[WRITTEN EXERCISE]
The passage below discusses brick-and-mortar solutions. List every kind of professional it says did not start most "analytics" solutions in brick and mortar.

[SOURCE]
The problem with brick and mortar is that you (generally) have unqualified people building shoddy solutions because they think they can do it better. If we were talking about more sophisticated industries – like finance – we might be more inclined to believe in their solutions. Jeff Bezos, Amazon’s founder, was an engineer who worked on Wall Street, after all.
The perpetual cycle where brick and mortar merchants build new solutions because all existing solutions are “crappy” has this sort of self-fulfilling prophecy going for it: most solutions in brick and mortar are total crap.
So when merchants set out to build a “better” solution they’re likely driven by the right conclusion. It’s just that the merchant, unaware of what’s possible or what’s been successfully implemented elsewhere, has no objective basis on which to measure the quality of their own solution. It’s this level of sophistication that stops them short of executing something great.
Like the POSitouch allegory, most “analytics” solutions in brick and mortar were not started by data scientists. Nor were they started by engineers or computer scientists. In fact, they weren’t even started by professionals who had seen good solutions implemented in other industries.
Thus brick and mortar solutions leave much to be desired… but merchants are totally unaware of what to desire!
For proof, we’re going to share analysis on a 600-unit restaurant chain using a “best-of-breed analytics” tool. We took the POS data from this chain and determined annualized ROI for implementing operational changes with machine learning. Since the POS data is in itself limited – that is, one would need data from other systems like inventory or marketing to pair with it to analyze a business more completely – the ROI is superficial. By that we mean that ROI could be substantially higher if more data were available.
If you need more details on what these metrics spell out you can ping us directly, but in general Employee Performance is optimizing employee behavioral patterns to work the right people on the right shifts using machine learning, and Labor Forecasts is predicting demand with machine learning on externalities (school schedules, sports schedules, weather, etc.) and matching labor schemes to reduce over and understaffing.
So this is a lot of money, right? Of course it is! But if you were to tell merchants that there were better ways to solve their problems, or that they have problems that they don’t even know about, most merchants would disagree.
I buy solution X from Y. Y used to run a restaurant so they know best!
And that’s if they even respond at all. If you were a CEO of a company, and it was your job to make sure the company delivered maximal returns for shareholders, you would seek the best solutions, wouldn’t you? You wouldn’t care where those solutions came from so long as they were fair and reasonable, right?

[RECORDED DATA]
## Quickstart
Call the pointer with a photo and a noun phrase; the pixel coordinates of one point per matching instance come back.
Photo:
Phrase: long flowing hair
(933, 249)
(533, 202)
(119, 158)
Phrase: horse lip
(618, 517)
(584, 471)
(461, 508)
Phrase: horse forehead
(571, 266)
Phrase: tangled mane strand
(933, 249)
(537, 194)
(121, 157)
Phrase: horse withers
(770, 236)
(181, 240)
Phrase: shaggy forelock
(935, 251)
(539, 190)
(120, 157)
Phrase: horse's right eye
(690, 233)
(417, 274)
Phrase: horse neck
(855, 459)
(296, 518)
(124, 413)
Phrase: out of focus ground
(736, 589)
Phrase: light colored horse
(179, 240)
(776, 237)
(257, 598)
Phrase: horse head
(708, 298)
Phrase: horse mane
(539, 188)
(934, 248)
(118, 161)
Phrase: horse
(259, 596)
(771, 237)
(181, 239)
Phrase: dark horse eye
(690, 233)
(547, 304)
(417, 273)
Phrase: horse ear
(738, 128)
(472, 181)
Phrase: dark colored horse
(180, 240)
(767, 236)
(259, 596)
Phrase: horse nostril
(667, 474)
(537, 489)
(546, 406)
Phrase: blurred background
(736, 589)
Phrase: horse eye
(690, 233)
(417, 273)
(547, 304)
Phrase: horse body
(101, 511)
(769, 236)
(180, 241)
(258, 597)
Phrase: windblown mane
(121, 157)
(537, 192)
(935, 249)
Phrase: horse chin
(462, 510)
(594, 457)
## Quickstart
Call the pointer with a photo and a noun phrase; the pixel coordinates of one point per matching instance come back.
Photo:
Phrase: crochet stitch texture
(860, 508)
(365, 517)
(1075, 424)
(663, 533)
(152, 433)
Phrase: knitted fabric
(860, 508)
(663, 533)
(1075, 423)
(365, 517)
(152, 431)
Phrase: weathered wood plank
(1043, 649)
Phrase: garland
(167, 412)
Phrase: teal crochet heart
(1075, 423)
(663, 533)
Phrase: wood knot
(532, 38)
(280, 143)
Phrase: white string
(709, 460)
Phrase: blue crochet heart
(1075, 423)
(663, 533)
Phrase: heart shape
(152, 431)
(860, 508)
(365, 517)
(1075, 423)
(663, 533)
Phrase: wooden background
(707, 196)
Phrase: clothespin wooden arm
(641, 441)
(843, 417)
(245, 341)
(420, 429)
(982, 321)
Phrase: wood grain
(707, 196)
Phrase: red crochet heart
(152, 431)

[RESPONSE TO THE TASK]
- Data scientists
- Engineers
- Computer scientists
- Professionals who had seen good solutions implemented in other industries